▸ EXERCISE BRIEF
Identify every line in the rows below that contains the string "dark", and copy each one out.

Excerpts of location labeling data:
---+---

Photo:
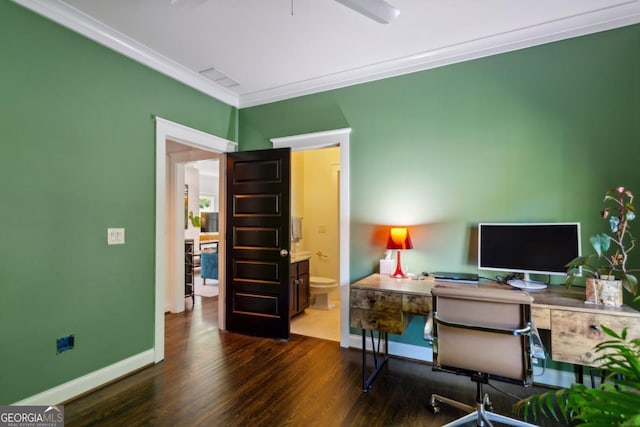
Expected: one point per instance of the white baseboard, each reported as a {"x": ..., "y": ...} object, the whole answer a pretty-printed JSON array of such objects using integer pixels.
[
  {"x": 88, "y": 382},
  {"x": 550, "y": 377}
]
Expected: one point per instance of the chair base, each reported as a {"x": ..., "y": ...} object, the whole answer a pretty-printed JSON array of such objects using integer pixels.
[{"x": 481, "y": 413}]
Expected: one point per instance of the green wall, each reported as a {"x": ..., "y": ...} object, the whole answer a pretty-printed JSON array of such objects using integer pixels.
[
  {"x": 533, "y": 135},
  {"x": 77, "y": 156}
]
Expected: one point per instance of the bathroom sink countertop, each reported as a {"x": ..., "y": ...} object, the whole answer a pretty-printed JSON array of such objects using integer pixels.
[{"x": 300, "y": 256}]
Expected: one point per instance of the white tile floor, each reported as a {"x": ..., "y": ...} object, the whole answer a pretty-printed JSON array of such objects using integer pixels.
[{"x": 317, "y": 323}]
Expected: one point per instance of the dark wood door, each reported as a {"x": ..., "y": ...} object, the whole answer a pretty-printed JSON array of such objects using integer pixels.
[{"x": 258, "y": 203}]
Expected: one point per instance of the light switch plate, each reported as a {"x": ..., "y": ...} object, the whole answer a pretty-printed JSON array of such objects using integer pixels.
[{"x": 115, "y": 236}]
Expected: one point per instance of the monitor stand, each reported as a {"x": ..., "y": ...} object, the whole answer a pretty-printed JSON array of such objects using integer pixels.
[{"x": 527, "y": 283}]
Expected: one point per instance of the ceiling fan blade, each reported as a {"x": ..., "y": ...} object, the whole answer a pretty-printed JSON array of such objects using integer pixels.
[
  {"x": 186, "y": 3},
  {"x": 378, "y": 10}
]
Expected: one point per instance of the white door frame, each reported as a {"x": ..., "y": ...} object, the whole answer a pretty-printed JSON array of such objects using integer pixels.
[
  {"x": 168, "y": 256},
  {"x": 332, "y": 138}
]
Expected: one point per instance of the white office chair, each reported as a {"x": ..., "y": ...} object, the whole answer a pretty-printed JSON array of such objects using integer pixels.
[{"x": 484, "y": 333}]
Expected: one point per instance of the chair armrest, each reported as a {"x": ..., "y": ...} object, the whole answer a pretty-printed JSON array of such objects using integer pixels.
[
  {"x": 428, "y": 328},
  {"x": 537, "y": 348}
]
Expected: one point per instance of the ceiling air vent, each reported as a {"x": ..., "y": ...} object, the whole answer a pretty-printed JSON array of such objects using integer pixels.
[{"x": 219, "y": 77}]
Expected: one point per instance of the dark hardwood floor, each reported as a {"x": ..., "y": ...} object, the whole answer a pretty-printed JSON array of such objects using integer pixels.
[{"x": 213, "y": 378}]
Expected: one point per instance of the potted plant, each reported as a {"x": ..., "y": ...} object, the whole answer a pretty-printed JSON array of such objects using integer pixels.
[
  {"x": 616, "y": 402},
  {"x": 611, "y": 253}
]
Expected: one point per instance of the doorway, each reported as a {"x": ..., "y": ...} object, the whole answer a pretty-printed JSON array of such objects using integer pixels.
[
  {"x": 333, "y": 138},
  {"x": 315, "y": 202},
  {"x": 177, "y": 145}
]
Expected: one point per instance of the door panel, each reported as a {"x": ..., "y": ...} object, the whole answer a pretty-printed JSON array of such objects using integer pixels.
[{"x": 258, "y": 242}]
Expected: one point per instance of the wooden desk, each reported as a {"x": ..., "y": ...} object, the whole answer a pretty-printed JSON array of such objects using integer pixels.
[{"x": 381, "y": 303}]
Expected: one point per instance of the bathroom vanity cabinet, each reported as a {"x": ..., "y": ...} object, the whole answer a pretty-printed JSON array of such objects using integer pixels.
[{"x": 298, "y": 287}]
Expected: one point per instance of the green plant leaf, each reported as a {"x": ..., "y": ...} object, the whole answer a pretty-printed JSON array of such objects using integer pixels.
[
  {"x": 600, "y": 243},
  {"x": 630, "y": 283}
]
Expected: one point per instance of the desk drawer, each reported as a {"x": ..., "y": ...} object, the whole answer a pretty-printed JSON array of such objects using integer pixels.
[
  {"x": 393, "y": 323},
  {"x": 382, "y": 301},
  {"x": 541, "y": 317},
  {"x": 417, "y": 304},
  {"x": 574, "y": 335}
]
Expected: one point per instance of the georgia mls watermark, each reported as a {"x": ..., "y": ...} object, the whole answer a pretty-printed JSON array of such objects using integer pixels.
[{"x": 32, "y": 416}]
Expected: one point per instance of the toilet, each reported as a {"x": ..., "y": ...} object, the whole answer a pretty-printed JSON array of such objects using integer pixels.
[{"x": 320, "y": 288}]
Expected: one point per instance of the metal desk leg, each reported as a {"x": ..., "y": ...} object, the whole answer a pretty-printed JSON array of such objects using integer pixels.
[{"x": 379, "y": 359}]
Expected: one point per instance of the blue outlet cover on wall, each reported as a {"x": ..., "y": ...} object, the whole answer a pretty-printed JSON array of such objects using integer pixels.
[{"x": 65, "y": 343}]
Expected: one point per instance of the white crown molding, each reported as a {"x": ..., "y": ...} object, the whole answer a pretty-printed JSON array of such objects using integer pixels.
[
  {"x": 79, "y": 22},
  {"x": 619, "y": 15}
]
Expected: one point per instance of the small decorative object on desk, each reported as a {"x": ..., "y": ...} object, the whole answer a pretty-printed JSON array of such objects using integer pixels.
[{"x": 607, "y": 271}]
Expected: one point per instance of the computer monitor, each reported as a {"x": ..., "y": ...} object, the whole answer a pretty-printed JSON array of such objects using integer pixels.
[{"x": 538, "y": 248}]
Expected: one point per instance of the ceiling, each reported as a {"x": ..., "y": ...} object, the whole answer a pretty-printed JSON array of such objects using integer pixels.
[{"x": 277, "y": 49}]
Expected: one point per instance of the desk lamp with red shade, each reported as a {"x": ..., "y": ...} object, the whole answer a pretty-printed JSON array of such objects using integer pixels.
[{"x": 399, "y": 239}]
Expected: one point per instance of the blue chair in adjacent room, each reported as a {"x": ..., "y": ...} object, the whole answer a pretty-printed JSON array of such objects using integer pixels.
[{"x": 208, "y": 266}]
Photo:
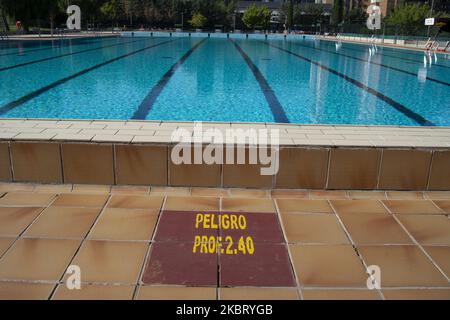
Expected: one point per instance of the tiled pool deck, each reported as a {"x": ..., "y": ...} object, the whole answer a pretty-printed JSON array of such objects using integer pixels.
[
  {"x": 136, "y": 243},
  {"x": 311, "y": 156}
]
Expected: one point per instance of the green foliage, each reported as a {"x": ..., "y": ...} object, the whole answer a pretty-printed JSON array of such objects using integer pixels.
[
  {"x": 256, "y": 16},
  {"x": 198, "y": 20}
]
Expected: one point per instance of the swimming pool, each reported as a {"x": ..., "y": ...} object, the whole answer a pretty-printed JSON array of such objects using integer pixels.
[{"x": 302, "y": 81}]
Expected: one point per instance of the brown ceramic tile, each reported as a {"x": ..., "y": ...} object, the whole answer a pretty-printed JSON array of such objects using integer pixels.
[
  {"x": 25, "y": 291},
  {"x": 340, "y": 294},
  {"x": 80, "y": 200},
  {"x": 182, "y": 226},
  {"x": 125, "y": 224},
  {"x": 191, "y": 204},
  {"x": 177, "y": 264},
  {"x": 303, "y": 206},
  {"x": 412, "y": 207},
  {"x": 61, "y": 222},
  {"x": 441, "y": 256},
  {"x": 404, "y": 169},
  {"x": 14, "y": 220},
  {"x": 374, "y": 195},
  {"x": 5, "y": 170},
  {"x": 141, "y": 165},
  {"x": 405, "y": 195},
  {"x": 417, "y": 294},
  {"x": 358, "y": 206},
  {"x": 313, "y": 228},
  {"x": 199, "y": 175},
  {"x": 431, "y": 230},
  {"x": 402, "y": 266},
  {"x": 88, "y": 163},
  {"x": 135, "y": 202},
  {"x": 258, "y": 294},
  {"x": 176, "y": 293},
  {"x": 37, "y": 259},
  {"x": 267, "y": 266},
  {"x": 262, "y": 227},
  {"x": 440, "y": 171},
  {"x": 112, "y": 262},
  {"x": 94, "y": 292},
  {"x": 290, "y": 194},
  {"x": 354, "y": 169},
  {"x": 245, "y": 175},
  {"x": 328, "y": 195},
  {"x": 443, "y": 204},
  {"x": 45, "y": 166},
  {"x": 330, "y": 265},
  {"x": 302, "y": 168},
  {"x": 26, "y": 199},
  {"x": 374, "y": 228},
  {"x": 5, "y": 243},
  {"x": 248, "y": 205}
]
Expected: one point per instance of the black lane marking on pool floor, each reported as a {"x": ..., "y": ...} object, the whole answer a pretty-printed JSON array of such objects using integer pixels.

---+---

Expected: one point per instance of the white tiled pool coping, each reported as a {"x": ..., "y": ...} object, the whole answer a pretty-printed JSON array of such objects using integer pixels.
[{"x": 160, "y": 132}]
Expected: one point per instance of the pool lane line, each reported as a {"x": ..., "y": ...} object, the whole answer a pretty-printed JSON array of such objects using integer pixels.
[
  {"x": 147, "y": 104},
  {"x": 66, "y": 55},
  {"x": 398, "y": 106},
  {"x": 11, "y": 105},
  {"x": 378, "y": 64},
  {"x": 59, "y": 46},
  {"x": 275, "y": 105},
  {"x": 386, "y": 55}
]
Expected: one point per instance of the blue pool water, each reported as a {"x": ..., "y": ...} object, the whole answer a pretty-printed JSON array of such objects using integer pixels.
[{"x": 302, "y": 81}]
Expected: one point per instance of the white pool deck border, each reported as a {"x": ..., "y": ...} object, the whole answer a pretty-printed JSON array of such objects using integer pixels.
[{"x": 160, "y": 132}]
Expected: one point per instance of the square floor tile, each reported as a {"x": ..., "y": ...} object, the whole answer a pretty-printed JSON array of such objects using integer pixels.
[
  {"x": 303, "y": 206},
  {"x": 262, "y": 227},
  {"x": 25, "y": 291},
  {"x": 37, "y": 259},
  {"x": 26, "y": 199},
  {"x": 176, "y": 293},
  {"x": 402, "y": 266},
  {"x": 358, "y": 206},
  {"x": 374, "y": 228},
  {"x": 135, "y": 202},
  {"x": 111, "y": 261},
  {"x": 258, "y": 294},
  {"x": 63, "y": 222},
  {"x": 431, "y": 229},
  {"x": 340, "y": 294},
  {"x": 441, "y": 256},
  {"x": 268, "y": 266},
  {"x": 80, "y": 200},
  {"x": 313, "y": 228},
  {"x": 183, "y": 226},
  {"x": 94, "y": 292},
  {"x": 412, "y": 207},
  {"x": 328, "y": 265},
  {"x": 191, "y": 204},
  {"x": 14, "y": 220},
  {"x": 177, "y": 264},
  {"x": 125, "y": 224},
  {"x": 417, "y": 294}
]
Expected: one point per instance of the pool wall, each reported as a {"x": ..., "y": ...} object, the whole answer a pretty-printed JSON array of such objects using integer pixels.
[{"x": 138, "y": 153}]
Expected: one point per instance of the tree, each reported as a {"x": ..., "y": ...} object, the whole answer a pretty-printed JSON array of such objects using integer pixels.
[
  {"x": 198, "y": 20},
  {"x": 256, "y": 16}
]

---+---

▸ THE RESPONSE
Expected: one point per instance of the dark wood door, each reported as a {"x": ..., "y": ...} object, the whole answer a pretty-printed JSON array of such objects using integer pixels.
Expected: one point per instance of the dark hardwood floor, each reported as a {"x": ..., "y": ...} object, the whole answer a pretty-printed JSON array of such objects using integer pixels.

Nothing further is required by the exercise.